WHAT IS REQUIRED.
Determine how many lines in the items below contain the string "goatee". Reply with that number alone.

PROVIDED DATA.
- - - - - - -
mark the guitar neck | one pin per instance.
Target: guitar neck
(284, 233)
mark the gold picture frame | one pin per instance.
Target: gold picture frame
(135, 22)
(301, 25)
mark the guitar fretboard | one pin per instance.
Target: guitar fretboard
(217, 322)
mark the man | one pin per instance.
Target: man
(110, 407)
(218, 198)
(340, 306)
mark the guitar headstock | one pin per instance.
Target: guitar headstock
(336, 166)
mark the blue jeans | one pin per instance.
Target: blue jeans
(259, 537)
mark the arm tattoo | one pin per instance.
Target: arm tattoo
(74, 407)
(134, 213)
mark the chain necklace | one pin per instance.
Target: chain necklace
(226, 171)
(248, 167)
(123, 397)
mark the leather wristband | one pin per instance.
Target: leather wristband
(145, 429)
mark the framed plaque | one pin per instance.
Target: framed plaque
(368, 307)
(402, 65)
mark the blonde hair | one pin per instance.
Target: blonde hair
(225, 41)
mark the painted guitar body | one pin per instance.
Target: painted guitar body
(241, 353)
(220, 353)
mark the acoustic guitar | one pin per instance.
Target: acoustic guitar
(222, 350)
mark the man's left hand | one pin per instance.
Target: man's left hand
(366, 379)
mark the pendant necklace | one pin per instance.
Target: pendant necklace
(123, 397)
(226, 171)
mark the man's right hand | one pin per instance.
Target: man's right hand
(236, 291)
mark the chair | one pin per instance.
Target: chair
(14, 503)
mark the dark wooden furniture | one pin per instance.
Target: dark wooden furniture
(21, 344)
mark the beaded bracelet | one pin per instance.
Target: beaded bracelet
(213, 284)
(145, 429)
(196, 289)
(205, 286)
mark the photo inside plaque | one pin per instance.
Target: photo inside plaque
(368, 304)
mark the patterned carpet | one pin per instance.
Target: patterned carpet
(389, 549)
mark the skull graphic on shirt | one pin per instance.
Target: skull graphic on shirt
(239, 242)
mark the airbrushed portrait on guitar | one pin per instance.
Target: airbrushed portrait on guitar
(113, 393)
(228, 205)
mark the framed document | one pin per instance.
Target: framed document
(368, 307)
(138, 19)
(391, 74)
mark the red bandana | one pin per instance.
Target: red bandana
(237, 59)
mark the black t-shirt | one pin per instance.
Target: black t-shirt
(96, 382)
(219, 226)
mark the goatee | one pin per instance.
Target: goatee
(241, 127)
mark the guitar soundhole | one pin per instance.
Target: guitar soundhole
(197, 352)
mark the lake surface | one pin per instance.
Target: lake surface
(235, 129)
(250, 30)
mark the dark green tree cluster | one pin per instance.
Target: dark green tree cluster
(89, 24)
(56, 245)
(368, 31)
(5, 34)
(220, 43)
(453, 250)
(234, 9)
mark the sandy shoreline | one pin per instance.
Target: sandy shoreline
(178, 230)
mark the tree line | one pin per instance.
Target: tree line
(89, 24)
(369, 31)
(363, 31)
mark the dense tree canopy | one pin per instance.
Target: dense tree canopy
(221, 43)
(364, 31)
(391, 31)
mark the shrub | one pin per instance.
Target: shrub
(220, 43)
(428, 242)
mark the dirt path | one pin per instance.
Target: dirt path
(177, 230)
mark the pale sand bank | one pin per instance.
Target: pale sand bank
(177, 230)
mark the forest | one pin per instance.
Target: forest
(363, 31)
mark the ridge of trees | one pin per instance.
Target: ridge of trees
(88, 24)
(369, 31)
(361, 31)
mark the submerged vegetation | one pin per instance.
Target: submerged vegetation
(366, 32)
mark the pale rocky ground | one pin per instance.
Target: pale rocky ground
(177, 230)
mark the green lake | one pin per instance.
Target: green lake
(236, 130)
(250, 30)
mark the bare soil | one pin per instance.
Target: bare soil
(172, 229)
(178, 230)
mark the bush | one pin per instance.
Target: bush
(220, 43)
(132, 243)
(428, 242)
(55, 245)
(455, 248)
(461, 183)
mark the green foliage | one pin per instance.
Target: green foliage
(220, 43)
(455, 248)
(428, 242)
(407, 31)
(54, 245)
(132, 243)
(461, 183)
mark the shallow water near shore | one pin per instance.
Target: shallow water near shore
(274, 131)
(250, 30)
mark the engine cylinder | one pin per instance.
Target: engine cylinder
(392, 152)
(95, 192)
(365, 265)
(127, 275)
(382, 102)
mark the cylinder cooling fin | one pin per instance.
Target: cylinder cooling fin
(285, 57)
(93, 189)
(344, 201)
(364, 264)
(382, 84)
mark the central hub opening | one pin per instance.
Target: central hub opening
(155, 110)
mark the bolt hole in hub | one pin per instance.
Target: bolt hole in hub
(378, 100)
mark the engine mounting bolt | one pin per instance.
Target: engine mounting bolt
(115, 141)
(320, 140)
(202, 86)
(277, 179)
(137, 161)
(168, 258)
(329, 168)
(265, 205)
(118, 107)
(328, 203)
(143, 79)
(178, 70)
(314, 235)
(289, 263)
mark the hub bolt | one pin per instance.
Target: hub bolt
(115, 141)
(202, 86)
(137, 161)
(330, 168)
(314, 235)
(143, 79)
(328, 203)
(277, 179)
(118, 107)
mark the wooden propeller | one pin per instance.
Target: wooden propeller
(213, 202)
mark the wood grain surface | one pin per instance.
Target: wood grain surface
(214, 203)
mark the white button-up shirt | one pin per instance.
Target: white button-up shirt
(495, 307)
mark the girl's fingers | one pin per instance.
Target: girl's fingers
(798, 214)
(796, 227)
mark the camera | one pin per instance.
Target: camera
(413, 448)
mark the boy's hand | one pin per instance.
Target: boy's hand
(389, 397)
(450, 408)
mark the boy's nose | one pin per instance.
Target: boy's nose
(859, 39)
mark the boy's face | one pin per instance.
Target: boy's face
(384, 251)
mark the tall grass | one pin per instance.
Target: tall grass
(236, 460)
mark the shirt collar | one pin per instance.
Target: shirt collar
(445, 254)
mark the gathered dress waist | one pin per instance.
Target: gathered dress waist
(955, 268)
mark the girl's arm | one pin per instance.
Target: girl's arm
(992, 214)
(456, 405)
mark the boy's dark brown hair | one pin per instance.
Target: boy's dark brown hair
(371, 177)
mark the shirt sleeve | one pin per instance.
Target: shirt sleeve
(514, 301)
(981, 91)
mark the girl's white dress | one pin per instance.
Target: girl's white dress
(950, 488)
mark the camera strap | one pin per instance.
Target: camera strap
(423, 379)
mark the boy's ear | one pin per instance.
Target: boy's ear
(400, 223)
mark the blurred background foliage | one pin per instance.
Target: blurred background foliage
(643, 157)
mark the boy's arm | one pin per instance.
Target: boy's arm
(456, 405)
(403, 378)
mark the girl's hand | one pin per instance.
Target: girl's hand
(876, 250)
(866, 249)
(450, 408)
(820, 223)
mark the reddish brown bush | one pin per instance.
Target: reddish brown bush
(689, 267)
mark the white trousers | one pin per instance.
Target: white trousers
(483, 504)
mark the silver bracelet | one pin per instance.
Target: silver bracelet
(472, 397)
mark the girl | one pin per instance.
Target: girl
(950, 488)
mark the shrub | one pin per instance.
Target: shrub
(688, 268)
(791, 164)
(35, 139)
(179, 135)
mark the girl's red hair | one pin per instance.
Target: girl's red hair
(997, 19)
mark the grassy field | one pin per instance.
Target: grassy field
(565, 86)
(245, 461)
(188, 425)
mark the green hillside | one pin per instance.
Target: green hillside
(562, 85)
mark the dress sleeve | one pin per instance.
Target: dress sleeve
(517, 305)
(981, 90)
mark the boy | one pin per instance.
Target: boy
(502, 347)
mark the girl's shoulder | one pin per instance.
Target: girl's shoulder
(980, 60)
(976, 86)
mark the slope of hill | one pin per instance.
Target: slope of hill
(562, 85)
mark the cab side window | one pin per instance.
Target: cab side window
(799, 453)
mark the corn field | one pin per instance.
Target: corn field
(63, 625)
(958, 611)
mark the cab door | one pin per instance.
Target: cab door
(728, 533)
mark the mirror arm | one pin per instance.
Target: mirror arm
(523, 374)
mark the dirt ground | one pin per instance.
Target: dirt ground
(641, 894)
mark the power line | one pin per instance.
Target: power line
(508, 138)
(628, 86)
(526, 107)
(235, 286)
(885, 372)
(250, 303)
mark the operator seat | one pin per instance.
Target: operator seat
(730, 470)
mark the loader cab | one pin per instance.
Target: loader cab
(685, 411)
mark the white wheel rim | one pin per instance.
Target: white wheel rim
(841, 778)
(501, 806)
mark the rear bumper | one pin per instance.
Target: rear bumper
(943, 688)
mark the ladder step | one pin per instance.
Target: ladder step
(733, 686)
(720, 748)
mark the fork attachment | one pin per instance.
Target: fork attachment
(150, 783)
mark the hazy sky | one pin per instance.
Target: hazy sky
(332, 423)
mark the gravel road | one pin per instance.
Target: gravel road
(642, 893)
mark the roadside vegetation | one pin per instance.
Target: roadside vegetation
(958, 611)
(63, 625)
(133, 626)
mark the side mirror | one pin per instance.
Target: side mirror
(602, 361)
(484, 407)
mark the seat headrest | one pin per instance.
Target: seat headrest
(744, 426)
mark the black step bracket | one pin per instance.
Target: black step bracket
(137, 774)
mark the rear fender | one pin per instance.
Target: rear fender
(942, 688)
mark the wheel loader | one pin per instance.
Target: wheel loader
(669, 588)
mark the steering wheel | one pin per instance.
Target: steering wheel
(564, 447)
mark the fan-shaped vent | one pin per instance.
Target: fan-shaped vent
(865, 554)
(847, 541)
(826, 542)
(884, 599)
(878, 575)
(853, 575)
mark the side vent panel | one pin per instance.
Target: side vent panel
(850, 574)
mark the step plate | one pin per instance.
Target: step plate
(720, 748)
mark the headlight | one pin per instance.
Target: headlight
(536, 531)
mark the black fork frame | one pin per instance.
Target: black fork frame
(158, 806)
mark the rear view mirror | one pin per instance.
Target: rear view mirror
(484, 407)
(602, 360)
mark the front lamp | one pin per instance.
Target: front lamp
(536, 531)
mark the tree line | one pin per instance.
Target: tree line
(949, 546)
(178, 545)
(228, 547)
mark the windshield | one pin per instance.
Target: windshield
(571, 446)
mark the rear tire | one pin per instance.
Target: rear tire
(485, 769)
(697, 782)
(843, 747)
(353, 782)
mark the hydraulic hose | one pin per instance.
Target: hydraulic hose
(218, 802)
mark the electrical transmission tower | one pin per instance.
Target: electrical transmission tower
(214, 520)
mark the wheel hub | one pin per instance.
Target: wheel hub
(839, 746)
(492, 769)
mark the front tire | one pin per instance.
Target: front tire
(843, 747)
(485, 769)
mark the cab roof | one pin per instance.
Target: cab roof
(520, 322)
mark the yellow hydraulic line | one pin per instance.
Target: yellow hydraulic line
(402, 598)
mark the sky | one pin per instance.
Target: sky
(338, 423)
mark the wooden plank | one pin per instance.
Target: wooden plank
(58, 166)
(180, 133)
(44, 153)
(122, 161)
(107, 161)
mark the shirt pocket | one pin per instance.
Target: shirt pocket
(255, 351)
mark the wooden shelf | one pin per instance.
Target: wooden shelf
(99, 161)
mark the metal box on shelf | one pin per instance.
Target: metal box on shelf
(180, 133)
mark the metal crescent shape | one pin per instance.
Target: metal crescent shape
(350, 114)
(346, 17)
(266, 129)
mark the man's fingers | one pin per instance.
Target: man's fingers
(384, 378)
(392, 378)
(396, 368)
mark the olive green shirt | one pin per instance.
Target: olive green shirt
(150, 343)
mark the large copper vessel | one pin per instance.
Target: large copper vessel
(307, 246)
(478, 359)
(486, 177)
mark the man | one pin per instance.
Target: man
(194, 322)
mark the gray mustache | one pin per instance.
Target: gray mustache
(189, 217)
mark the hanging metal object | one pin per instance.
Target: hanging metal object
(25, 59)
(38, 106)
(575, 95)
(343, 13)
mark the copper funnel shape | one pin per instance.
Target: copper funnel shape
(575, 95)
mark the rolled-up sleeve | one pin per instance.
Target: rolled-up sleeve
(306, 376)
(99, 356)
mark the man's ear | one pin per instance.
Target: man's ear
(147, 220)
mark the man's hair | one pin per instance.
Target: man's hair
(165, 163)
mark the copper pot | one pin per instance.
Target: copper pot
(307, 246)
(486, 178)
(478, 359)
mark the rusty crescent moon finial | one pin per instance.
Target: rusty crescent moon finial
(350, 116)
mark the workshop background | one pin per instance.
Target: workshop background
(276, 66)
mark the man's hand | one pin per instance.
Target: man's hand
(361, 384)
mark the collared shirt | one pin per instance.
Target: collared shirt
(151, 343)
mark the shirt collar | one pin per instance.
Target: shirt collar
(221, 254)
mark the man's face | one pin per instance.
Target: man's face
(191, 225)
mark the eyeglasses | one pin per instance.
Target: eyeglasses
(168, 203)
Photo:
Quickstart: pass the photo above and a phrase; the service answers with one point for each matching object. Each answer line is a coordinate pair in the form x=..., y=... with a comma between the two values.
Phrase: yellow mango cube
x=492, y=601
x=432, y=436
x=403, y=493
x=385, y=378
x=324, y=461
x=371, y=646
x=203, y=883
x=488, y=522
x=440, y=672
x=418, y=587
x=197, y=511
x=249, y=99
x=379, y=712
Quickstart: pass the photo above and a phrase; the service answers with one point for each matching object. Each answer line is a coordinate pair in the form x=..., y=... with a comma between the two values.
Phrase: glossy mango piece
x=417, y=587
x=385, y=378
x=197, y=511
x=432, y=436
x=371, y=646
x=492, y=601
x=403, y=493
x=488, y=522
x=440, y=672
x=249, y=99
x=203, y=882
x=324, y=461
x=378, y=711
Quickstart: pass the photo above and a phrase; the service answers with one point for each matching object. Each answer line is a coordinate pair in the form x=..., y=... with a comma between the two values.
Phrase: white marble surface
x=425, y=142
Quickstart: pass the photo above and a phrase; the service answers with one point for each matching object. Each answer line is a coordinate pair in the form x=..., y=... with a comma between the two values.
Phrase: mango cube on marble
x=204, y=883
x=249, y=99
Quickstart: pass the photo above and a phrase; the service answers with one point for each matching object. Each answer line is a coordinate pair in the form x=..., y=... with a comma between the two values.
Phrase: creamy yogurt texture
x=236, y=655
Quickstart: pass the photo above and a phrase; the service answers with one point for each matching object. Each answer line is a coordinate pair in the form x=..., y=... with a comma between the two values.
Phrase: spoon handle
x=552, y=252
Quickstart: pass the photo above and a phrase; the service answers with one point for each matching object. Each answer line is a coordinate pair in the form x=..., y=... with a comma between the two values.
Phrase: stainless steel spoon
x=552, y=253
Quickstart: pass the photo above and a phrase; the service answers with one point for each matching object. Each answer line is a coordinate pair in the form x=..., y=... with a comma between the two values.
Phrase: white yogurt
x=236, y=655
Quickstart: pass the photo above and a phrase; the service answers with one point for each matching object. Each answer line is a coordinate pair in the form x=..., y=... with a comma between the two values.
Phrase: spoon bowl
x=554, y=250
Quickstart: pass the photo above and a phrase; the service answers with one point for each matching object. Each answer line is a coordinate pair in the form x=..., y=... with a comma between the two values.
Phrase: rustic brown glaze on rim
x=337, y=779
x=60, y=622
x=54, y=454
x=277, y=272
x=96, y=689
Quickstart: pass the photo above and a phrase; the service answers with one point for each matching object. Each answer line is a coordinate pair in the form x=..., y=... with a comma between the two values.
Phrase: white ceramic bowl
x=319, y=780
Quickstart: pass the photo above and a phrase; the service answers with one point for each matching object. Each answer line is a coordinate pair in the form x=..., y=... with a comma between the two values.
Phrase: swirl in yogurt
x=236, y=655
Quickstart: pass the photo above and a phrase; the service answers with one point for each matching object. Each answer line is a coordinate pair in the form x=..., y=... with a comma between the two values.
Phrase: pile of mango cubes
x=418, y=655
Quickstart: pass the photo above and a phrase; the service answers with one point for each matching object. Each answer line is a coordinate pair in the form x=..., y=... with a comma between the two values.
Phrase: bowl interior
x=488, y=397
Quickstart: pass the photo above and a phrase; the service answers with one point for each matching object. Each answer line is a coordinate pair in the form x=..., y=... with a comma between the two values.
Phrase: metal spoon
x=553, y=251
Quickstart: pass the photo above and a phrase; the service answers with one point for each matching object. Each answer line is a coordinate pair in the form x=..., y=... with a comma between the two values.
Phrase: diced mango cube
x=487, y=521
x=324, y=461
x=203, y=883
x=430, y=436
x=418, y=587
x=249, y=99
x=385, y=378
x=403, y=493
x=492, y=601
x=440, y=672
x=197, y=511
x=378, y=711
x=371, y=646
- - - - - - -
FULL RESPONSE.
2